• [MATERIAL FOR THE TASK]
========================
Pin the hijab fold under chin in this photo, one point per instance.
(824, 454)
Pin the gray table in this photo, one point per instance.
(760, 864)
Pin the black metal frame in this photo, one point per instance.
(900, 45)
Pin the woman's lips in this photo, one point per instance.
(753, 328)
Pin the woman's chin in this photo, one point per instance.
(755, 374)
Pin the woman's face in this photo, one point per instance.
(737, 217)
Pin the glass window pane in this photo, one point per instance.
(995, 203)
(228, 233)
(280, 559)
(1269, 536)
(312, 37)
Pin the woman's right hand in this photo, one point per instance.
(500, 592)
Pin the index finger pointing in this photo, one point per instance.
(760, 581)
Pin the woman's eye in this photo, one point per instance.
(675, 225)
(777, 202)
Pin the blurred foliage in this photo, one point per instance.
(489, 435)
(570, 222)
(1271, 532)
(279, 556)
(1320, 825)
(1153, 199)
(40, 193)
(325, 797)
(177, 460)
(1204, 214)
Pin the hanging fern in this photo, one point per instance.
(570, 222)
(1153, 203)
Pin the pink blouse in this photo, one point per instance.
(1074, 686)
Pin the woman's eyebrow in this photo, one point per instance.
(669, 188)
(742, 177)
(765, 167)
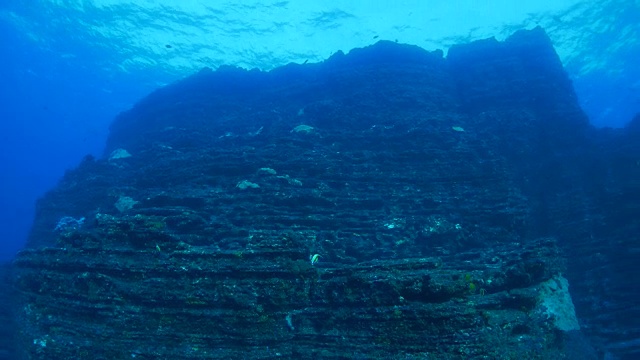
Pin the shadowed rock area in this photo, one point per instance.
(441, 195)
========================
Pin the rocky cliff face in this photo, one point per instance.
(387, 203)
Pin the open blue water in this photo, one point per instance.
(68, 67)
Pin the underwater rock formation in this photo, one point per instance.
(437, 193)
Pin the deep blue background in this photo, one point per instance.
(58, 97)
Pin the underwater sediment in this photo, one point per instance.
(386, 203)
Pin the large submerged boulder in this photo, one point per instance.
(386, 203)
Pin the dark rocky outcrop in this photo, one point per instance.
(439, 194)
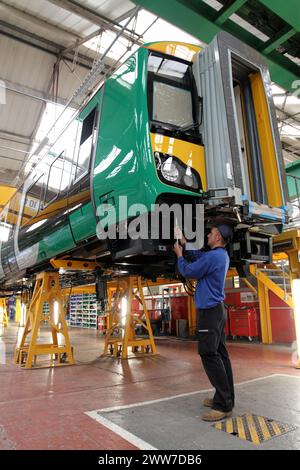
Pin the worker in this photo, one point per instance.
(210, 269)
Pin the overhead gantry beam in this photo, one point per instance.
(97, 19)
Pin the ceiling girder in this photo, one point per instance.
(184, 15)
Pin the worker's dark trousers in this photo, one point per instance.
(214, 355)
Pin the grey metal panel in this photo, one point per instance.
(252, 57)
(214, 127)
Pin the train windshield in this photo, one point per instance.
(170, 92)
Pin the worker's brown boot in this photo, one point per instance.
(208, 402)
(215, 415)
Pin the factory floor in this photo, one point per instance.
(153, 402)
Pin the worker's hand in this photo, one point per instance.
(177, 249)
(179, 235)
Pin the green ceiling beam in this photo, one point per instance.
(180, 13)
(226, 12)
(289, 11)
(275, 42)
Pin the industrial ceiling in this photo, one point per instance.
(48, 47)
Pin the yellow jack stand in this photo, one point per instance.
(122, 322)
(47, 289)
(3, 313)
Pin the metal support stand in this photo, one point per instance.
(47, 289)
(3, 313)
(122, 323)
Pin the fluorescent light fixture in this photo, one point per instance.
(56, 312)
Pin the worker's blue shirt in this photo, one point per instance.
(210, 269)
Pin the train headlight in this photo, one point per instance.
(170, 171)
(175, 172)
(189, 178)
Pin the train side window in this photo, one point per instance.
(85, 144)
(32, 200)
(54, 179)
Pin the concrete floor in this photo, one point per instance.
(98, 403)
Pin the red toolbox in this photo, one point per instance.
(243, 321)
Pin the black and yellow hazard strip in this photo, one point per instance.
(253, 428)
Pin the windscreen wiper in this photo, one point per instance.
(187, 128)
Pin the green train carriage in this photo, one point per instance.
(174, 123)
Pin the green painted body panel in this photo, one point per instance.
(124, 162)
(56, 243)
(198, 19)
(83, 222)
========================
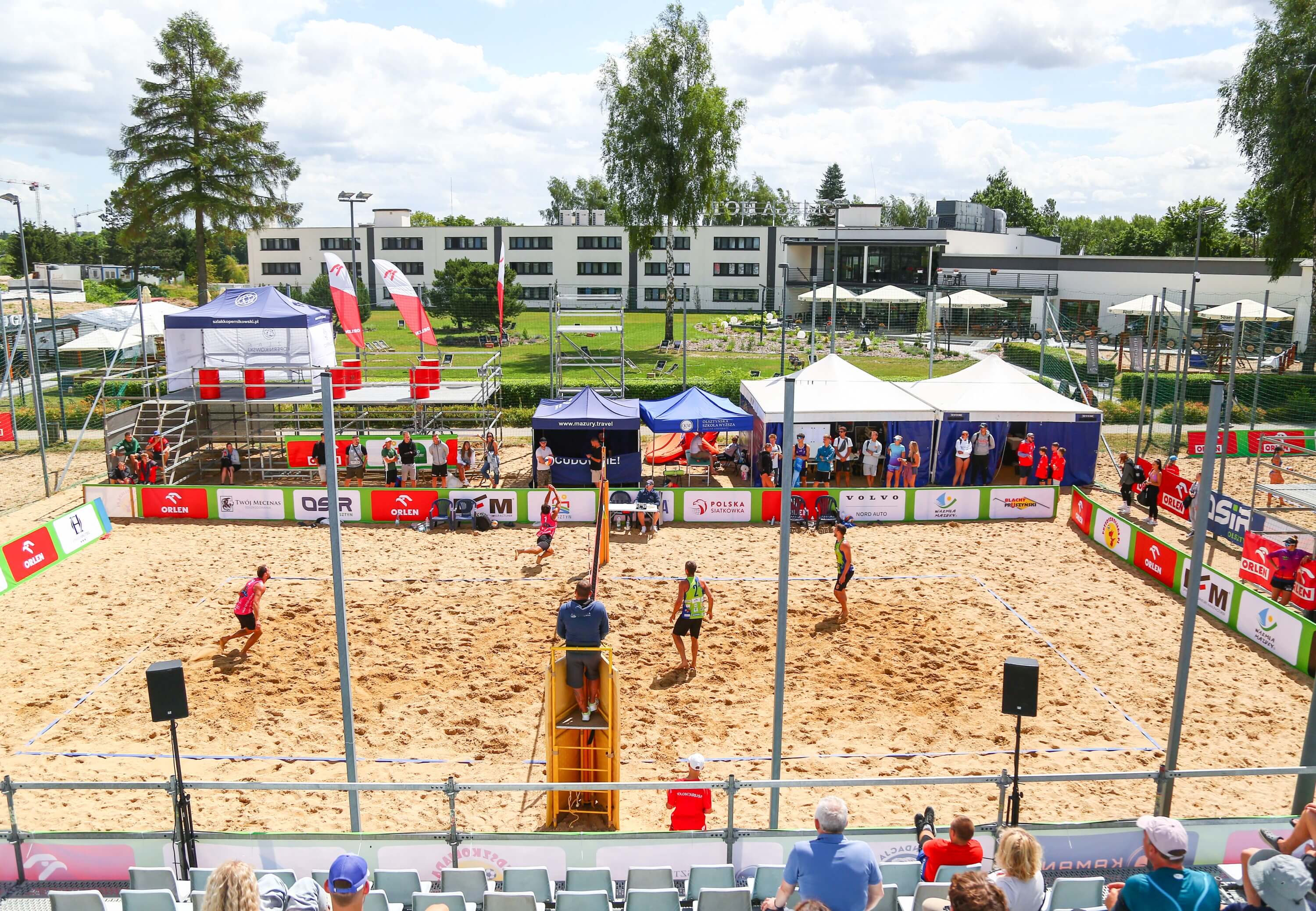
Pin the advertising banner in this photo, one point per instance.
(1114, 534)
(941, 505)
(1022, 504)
========================
• [WHAT TO PRODUCE] Pick out every line of the data that contains the word "yellow", and copy each one in full.

• [WORKED SOLUTION]
Pin the yellow jack stand in this photo, one point per instance.
Pin the black and yellow hazard strip in this photo, one point per instance.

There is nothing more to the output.